# START OF RECORDS TO PROCESS

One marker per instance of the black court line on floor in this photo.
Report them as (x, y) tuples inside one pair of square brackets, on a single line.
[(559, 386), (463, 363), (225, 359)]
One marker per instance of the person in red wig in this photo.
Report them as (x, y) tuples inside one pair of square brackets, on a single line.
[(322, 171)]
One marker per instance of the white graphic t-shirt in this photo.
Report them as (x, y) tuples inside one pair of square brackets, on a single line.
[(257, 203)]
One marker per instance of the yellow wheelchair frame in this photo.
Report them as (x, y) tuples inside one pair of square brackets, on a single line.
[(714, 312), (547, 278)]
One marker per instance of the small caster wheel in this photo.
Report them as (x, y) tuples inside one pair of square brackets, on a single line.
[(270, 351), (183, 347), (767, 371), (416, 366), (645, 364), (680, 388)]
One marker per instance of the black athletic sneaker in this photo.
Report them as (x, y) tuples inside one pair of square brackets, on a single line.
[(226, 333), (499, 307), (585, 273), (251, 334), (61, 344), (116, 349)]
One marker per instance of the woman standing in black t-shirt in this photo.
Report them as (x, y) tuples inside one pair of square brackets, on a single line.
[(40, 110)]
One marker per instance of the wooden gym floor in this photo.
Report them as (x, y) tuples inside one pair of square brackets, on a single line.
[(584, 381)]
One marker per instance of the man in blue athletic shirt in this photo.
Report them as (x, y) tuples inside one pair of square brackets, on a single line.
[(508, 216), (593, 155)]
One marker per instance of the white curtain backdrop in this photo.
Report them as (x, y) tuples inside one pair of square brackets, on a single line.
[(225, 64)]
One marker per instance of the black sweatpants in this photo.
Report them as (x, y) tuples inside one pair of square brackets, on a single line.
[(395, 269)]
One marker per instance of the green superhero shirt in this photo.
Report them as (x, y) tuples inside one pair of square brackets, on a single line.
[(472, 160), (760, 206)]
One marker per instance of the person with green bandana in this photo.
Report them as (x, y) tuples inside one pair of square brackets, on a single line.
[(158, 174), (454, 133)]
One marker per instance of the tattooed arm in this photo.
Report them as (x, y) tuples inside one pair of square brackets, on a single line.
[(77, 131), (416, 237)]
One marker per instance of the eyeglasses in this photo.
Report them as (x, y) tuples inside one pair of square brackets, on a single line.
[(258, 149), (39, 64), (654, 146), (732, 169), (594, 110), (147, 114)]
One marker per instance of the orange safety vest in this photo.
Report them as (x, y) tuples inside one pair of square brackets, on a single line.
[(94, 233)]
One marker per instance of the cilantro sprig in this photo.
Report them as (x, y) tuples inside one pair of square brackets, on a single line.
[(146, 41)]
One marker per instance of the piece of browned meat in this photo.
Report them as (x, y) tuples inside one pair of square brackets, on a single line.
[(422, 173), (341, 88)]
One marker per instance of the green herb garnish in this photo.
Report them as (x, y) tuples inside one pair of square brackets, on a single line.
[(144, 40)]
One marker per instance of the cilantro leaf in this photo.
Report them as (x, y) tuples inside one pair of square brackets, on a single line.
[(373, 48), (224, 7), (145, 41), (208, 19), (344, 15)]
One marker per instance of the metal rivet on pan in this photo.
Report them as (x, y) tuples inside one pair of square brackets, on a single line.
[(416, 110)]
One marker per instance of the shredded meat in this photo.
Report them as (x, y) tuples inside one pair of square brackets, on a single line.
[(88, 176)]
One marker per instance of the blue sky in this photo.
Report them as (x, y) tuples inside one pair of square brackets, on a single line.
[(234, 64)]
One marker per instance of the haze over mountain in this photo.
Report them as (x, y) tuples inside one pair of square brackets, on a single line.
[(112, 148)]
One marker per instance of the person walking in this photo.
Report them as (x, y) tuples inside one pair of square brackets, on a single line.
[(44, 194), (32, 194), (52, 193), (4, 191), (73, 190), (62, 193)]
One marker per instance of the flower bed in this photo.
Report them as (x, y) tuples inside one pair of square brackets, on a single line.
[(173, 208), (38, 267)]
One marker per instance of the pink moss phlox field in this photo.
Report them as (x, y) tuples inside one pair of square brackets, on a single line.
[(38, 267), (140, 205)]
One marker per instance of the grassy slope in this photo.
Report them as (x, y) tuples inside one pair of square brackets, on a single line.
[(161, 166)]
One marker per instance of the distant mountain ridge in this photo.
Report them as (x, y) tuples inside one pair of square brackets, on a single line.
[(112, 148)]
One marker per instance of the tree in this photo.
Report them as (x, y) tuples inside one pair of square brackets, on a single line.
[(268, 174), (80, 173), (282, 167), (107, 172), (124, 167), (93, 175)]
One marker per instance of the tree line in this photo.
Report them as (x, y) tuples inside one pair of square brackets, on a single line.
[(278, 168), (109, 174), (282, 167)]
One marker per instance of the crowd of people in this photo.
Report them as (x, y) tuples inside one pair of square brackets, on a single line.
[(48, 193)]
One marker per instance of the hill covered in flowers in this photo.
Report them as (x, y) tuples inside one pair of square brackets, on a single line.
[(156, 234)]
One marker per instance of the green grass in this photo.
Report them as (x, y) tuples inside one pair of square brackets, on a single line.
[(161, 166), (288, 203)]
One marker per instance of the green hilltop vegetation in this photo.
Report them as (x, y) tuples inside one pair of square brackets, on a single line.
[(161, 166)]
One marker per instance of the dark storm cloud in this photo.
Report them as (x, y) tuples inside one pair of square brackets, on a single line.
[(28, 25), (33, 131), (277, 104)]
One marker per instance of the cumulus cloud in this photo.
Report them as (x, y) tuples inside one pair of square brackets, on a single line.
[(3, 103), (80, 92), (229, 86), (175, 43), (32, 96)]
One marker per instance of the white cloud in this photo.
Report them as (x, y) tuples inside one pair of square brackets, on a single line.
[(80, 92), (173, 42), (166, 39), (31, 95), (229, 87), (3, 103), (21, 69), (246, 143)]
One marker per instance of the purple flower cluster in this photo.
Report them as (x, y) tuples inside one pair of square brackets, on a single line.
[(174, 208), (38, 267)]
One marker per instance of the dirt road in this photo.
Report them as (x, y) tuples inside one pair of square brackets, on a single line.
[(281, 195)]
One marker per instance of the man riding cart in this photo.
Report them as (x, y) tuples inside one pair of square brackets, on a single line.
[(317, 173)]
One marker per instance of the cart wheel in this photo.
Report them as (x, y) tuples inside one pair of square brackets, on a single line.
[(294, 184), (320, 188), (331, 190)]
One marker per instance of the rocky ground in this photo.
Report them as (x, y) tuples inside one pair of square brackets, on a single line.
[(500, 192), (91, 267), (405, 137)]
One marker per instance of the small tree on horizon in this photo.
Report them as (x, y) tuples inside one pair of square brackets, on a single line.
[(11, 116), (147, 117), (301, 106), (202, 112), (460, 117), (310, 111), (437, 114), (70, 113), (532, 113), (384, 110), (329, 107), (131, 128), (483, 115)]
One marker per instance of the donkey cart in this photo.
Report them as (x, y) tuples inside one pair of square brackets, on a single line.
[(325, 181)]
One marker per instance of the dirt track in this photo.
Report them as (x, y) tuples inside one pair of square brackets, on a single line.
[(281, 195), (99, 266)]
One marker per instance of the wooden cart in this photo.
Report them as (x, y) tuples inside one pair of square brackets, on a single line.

# END OF RECORDS TO PROCESS

**DIRECTIVE:** Copy all of the lines above word for word, keeping their order.

**ANSWER FOR THIS EXERCISE:**
One marker per instance of the black court line on floor in this photo.
Report them as (x, y) tuples inside one pair of square brackets, on a single line.
[(559, 386), (463, 363), (225, 359)]
One marker per instance of the person in red wig in this photo.
Report them as (x, y) tuples inside one pair of square brackets, on a single line.
[(322, 171)]
One marker per instance of the white graphic t-shirt in this photo.
Report them as (x, y) tuples inside one pair of square brackets, on a single line.
[(257, 203)]
One marker per instance of the yellow wheelchair frame in this photo.
Report them as (x, y) tuples inside one pair of square brackets, on a single line.
[(714, 312), (547, 278)]
One marker per instance of the small caster wheel in this photo.
Report them as (x, y) tuples inside one pair of square brackets, on a single line.
[(270, 351), (183, 347), (767, 371), (416, 366), (645, 364), (680, 388)]
One marker per instance of the black athletic sneaker in this photo.
Report them as (x, y) tuples inside one pair of square brackets, on a single line.
[(226, 333), (499, 307), (585, 273), (251, 334), (61, 344), (116, 349)]
One marker per instance of the woman standing in black t-shirt in this photo.
Report them as (x, y) tuples inside one pair of square brackets, on a single line.
[(40, 110)]
One marker per instance of the wooden gym floor in this photo.
Report them as (x, y) tuples inside one pair of square brackets, on a single line.
[(584, 381)]
One marker per instance of the man in blue athletic shirt in this photo.
Report them as (x, y) tuples inside one pair of square brackets, on a single line.
[(508, 216), (593, 155)]
One marker per instance of the white curtain backdrop in this photo.
Report them as (x, y) tuples inside one pair of square brackets, on a single line.
[(225, 64)]
One marker per instance of the black sweatpants in this photo.
Report them as (x, y) tuples inside one pair of square brackets, on a single line.
[(395, 269)]
One marker per instance of the green superhero shirt in this photo.
Report them as (x, y) tuples inside one pair of square brackets, on a single line.
[(472, 160), (760, 206)]
One marker per instance of the person with green bandana in this photo.
Report them as (x, y) tuples inside one pair of square brackets, on a single line.
[(158, 174), (454, 133)]
One marker per instance of the tattooed arm in this photo.
Report them as (x, y) tuples inside one pair of square brackets, on a single line.
[(77, 131), (416, 237)]
One marker per instance of the eyeglasses in this photo.
Report them as (x, y) tuples inside one pair of square brackets, on a single line.
[(258, 149), (39, 64), (654, 146), (732, 169), (594, 110), (147, 114)]
One marker per instance of the orange safety vest in this photo.
Report them as (x, y) tuples inside one pair of square brackets, on a single line.
[(94, 233)]
One marker per instance of the cilantro sprig in this photo.
Report them as (x, y) tuples inside one pair of square brackets, on a single line.
[(146, 41)]
One marker per instance of the piece of browned meat in this photo.
Report them as (x, y) tuples inside one pair of square brackets, on a single line.
[(422, 173), (341, 88)]
One marker per instance of the green herb garnish in this photo.
Report them as (x, y) tuples inside one pair of square brackets, on a single line.
[(144, 40)]
One marker per instance of the cilantro leaf in this photo.
Report them as (x, y) tuples inside one pair of square brackets, on a single line.
[(373, 48), (224, 7), (145, 41), (208, 19), (344, 15)]
One marker per instance of the metal rivet on pan in this photo.
Report them as (x, y) tuples inside one pair of square brackets, on a single line.
[(416, 110)]
One marker per instance of the shredded meat in this photo.
Report them as (x, y) tuples inside one pair of square brackets, on a single line.
[(88, 176)]
One marker per instance of the blue sky in this photo.
Report them as (x, y) tuples inside one pair of square brackets, on a single line.
[(234, 64)]
One marker per instance of the haze over mountain in this photo.
Report them as (x, y) tuples inside one pair of square brackets, on a single line.
[(112, 148)]
One marker per instance of the person walking in this photo.
Report them as (x, y) tuples inside one pair of square brackets, on a single line.
[(44, 194), (32, 194), (52, 193), (4, 191), (73, 190), (62, 193)]
One marker per instance of the flower bed in this photo.
Report them as (x, y) tuples inside one pair of square brackets, on a single line.
[(173, 208), (38, 267)]
One marker per instance of the pink moss phlox field in this photo.
Report them as (x, y) tuples inside one pair of square brackets, on a single line.
[(38, 267), (140, 205)]
One marker per instance of the grassy slope in this photo.
Report them as (x, y) tuples inside one pair of square brackets, on a single line.
[(161, 166)]
One marker per instance of the distant mountain ridge in this photo.
Report them as (x, y) tuples inside one pair of square brackets, on a single line.
[(112, 148)]
One marker per instance of the tree in this photo.
Report them as (x, y) tuples inside one pair of square brackets, on a single line.
[(268, 174), (80, 173), (282, 167), (107, 172), (124, 167), (93, 175)]
One marker per instance of the tree line in this photo.
Report them as (x, y) tuples inside one pair of square brackets, on a single line.
[(278, 168), (109, 174), (282, 167)]
One marker per instance of the crowd of people in this photo.
Report them as (x, y) tuples inside one pair of square brackets, on a single line.
[(48, 193)]
One marker per instance of the hill covered in flowers in this photo.
Report them as (x, y) tuples inside one pair of square brackets, on a single line.
[(156, 234)]
One marker per instance of the green grass in this photo.
Report them as (x, y) tuples inside one pair of square brackets, on a single line.
[(161, 166), (288, 203)]
One marker per instance of the green hilltop vegetation in this photo.
Report them as (x, y) tuples inside one pair of square brackets, on a single line.
[(161, 166)]
One marker per instance of the dark storm cloud in this photo.
Report them as (x, y) tuples inside one pair of square brackets, on a single line.
[(28, 25), (33, 131), (277, 104)]
One marker per instance of the cumulus cloud in this photo.
Report them as (x, y) tuples inside one pair of square brackets, on a single line.
[(3, 103), (80, 92), (229, 86), (175, 43), (32, 96)]
One marker per instance of the white cloud in this photo.
Report them as (x, y) tuples inside one pair of square brackets, on a single line.
[(80, 92), (173, 42), (166, 39), (31, 95), (229, 87), (3, 103), (21, 69), (246, 143)]
One marker per instance of the purple flower cluster in this photo.
Report them as (x, y) tuples inside one pair of square brackets, on a single line.
[(174, 208), (38, 267)]
One marker per instance of the dirt road in this photo.
Report them as (x, y) tuples inside one pair of square brackets, on a single line.
[(281, 195)]
One marker per instance of the man riding cart in this photo.
Report them as (x, y) tuples inside one pair of square brackets, on a single line.
[(317, 173)]
One marker per instance of the cart wheel in this photo.
Report them as (x, y) tuples inside one pair of square brackets, on a single line.
[(294, 184), (320, 188), (331, 190)]
One marker per instance of the rocky ground in this photo.
Report them as (x, y) tuples inside one pair of square brackets, on a single line.
[(500, 192), (91, 267), (405, 137)]
One marker per instance of the small tree on horizon in this photo.
Report them as (x, y) tuples inside one pair of square brackets, on a single line.
[(11, 116), (147, 117), (301, 106), (202, 112), (460, 117), (310, 111), (437, 114), (70, 113), (532, 113), (384, 110), (329, 107), (131, 128), (483, 115)]
One marker per instance of the donkey cart in this photo.
Report them as (x, y) tuples inside one pair of square brackets, on a single line.
[(325, 181)]
One marker per instance of the dirt track in this photo.
Report them as (x, y) tuples inside one pair of square brackets, on a single line.
[(281, 195), (99, 266)]
One marker per instance of the wooden cart in this photo.
Report them as (x, y) tuples inside one pair of square brackets, on a single line.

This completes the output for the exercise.